===== Data to process =====

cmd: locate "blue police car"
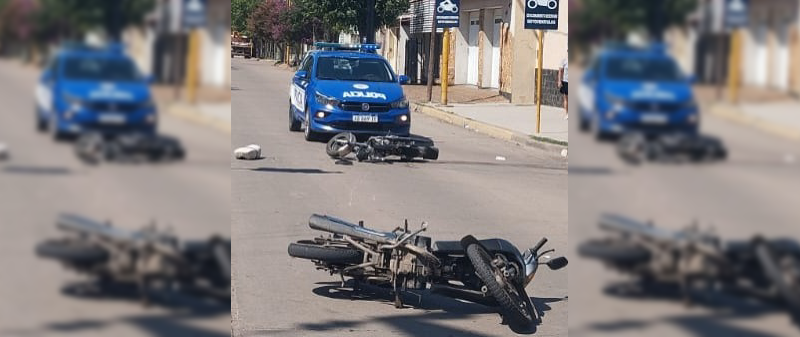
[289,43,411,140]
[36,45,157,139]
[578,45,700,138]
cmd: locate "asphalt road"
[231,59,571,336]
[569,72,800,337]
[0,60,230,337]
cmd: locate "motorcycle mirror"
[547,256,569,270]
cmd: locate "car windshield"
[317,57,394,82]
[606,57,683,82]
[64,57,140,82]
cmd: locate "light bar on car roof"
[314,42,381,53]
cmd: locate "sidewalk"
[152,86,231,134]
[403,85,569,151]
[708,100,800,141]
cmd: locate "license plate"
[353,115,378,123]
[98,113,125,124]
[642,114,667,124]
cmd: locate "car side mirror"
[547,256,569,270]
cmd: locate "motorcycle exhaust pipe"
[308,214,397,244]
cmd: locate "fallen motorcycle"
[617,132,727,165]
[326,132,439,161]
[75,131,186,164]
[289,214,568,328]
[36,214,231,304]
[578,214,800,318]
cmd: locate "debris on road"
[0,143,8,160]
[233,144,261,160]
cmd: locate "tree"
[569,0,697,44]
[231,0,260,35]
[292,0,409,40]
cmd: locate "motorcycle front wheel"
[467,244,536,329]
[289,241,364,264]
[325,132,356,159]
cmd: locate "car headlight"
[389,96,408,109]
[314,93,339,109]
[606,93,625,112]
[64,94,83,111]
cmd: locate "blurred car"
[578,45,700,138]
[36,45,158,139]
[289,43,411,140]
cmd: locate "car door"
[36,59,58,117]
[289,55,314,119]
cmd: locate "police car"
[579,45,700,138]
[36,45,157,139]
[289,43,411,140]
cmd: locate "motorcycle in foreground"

=====

Directive
Extract every line of the data above that contains the string "police".

Worked answer
cmd: locate "blue police car"
cmd: locate "police car"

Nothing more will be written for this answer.